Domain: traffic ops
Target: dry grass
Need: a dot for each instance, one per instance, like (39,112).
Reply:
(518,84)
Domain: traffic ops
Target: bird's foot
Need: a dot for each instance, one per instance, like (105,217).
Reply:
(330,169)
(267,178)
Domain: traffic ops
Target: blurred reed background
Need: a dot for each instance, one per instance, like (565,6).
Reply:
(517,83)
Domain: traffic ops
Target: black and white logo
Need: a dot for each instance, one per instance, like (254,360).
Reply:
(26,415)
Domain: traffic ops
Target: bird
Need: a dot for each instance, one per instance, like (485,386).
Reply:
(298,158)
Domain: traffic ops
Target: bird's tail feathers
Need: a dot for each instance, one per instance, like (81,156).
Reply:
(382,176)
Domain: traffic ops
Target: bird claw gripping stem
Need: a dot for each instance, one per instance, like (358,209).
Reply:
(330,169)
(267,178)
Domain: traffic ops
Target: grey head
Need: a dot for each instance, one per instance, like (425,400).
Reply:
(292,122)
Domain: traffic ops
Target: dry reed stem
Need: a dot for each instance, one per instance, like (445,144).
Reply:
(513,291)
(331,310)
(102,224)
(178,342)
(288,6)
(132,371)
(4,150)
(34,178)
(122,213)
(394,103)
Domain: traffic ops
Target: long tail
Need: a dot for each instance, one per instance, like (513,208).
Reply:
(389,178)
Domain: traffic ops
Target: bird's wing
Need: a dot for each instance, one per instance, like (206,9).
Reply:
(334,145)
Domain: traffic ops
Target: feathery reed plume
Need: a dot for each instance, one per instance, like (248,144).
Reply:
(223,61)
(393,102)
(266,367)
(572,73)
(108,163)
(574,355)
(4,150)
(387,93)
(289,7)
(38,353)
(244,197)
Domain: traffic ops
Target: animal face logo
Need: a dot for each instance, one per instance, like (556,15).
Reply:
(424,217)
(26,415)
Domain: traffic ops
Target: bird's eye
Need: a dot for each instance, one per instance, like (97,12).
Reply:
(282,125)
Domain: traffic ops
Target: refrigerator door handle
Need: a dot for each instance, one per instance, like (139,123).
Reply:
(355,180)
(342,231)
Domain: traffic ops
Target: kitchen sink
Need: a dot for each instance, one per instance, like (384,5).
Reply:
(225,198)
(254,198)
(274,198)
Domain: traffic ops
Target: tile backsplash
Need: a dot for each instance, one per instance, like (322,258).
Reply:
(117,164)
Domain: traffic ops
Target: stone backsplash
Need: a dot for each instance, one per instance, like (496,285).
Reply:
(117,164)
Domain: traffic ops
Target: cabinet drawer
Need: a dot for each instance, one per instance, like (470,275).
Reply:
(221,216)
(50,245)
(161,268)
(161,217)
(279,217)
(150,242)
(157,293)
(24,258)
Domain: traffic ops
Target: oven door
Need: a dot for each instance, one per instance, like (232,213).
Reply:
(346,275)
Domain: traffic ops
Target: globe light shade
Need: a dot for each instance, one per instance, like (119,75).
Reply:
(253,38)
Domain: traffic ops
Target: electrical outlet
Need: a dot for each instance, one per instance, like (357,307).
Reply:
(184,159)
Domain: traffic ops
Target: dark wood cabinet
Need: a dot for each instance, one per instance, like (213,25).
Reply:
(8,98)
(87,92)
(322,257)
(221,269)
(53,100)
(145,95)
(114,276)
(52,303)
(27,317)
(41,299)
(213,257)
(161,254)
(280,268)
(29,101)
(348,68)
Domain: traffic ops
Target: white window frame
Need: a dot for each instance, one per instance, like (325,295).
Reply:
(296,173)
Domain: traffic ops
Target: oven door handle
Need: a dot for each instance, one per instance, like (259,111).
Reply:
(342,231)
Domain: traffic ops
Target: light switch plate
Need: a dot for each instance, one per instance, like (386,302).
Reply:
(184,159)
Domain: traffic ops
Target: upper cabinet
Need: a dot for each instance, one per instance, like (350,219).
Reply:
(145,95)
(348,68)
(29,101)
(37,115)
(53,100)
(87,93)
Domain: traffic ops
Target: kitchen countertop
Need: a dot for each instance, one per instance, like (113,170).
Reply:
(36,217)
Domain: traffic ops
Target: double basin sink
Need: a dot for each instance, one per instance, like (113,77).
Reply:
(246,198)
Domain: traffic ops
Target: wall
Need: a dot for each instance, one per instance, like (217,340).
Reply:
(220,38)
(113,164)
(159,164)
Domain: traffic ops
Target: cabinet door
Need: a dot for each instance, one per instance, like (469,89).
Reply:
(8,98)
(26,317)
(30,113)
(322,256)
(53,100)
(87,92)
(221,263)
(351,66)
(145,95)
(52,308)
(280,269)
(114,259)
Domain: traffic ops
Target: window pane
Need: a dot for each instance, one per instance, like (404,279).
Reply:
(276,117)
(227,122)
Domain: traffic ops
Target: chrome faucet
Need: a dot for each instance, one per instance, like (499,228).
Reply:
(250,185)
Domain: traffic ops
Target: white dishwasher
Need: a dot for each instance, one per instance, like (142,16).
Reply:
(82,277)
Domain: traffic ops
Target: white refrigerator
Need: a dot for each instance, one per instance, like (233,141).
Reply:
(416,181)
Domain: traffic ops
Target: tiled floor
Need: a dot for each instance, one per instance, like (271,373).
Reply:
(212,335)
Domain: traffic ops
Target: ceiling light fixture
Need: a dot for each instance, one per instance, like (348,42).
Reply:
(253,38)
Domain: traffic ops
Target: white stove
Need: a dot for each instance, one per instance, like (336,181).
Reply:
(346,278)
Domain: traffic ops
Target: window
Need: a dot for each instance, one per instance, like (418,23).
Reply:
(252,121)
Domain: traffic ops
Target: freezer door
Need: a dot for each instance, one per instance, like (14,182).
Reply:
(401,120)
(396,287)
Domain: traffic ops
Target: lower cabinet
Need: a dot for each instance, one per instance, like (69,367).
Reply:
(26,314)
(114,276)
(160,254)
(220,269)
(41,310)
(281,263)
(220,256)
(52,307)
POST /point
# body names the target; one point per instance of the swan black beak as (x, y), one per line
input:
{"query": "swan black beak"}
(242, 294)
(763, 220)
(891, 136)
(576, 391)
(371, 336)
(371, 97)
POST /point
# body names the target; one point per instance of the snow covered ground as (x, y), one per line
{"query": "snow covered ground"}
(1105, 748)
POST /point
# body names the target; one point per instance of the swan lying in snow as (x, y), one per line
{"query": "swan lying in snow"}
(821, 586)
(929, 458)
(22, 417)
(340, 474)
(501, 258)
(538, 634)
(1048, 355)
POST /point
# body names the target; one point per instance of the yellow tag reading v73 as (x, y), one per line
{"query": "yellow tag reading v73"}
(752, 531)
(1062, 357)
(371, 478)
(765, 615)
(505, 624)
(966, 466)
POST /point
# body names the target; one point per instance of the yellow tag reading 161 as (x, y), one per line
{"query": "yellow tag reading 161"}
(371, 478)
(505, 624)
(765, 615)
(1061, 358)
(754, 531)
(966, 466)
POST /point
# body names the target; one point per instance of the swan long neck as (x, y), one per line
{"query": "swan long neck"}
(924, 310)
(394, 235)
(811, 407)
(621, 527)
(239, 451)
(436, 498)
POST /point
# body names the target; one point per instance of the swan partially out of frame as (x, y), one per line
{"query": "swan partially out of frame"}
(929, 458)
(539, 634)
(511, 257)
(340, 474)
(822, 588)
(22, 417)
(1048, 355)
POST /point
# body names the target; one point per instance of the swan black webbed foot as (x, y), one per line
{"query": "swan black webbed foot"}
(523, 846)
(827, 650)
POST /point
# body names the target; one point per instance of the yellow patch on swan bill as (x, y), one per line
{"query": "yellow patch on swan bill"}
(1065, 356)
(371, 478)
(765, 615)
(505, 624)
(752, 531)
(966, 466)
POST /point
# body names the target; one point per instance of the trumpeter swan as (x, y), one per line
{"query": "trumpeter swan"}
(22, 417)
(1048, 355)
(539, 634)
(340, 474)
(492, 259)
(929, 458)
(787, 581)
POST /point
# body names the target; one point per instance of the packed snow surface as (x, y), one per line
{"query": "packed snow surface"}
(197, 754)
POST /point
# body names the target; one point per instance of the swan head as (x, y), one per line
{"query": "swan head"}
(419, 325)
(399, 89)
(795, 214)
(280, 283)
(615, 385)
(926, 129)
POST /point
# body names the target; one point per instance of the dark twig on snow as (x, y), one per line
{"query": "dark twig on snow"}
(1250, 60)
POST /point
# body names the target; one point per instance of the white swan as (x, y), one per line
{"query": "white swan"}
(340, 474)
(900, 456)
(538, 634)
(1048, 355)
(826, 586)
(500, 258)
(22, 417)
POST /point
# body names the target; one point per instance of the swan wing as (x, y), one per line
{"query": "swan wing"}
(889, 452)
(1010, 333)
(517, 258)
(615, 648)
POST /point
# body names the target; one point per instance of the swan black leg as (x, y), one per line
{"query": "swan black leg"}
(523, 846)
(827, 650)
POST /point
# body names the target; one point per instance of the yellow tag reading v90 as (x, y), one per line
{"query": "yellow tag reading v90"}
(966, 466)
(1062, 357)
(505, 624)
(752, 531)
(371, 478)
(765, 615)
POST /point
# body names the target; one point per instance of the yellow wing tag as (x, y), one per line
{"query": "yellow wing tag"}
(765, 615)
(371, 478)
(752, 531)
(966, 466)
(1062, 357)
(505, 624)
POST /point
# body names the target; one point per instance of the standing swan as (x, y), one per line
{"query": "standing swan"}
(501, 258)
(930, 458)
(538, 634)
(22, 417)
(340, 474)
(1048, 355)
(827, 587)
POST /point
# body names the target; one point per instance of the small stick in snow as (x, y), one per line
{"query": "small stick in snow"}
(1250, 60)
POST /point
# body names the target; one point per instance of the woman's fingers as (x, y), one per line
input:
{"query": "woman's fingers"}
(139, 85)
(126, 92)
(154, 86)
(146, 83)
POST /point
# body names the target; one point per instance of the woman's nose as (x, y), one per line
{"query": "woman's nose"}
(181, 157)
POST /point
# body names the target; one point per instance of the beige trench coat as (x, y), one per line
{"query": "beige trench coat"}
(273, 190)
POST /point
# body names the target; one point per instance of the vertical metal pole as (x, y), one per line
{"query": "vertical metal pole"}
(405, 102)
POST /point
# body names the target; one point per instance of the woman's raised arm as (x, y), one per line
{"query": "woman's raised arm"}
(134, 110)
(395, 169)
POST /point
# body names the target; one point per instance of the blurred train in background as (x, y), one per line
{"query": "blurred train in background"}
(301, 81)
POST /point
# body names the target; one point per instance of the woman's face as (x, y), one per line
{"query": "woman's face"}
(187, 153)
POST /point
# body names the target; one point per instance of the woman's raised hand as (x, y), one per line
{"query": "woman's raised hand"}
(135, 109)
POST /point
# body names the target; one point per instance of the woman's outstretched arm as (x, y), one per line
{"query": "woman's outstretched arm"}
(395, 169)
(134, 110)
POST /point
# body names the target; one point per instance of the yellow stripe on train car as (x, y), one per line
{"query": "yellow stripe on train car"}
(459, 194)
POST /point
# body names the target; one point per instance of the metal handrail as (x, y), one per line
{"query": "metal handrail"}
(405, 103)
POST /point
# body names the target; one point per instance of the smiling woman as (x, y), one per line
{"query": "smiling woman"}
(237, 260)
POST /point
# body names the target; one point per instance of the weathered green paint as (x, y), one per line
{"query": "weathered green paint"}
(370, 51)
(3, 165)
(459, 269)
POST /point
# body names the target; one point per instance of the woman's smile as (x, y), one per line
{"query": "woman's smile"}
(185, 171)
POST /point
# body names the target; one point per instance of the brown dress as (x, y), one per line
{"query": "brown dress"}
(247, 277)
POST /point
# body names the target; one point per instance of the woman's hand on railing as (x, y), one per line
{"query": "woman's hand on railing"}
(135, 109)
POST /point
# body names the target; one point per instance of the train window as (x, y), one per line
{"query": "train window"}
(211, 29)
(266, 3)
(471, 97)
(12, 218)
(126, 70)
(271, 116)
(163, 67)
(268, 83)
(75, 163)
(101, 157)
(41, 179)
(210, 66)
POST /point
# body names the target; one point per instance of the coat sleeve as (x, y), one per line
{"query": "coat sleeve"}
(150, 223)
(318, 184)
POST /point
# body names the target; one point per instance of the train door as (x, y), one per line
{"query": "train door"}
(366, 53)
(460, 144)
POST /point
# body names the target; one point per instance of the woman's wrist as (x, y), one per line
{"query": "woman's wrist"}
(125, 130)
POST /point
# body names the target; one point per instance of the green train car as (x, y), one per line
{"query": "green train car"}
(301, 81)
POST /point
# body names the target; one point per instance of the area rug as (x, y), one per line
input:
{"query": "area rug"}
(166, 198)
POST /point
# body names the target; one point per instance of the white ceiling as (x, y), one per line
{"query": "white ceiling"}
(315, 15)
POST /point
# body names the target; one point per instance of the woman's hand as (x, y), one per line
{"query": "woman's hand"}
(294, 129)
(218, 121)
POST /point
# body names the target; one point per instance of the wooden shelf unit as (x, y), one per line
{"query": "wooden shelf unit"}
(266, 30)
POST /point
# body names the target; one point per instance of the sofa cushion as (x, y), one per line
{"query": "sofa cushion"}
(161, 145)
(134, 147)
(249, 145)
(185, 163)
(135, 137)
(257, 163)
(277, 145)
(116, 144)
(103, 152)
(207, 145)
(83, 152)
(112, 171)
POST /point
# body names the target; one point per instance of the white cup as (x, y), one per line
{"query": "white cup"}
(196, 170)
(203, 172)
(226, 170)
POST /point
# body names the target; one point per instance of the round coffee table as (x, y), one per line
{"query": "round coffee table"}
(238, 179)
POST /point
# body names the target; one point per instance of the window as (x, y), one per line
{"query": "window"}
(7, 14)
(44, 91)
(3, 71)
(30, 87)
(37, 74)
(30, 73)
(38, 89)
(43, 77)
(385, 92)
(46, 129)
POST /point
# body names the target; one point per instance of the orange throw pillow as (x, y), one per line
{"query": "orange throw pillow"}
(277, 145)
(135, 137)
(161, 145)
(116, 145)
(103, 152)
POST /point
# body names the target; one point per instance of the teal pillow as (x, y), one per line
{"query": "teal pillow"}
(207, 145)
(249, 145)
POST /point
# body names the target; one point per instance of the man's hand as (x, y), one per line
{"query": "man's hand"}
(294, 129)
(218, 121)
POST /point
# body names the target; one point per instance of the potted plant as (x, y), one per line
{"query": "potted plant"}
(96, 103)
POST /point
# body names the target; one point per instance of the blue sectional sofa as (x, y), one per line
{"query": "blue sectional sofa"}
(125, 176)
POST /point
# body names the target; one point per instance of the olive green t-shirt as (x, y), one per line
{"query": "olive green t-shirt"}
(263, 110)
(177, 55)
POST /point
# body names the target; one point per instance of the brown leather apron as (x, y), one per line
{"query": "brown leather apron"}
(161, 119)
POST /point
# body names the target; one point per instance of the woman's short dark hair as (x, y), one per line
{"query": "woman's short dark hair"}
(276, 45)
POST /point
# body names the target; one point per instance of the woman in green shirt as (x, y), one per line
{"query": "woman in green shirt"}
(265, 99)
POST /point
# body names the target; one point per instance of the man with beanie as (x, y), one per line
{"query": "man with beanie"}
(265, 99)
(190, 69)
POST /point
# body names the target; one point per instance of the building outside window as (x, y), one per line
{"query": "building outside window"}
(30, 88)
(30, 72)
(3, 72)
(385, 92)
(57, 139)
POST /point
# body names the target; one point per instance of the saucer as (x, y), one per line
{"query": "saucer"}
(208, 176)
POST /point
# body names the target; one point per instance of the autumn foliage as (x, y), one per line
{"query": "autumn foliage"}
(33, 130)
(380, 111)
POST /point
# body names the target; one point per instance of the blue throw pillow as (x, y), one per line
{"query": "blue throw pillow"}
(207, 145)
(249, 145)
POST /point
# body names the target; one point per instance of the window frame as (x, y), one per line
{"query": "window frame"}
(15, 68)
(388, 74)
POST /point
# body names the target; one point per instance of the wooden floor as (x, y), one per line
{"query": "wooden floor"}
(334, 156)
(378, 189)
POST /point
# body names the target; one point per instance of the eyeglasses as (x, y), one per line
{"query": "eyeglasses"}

####################

(Exercise)
Collect every line of the material above that contains the string "hair". Case counts, so uppercase and lowercase letters are not interchangeable.

(Response)
# body names the target; one point per instance of the woman's short dark hair as (x, y), one per line
{"query": "woman's short dark hair"}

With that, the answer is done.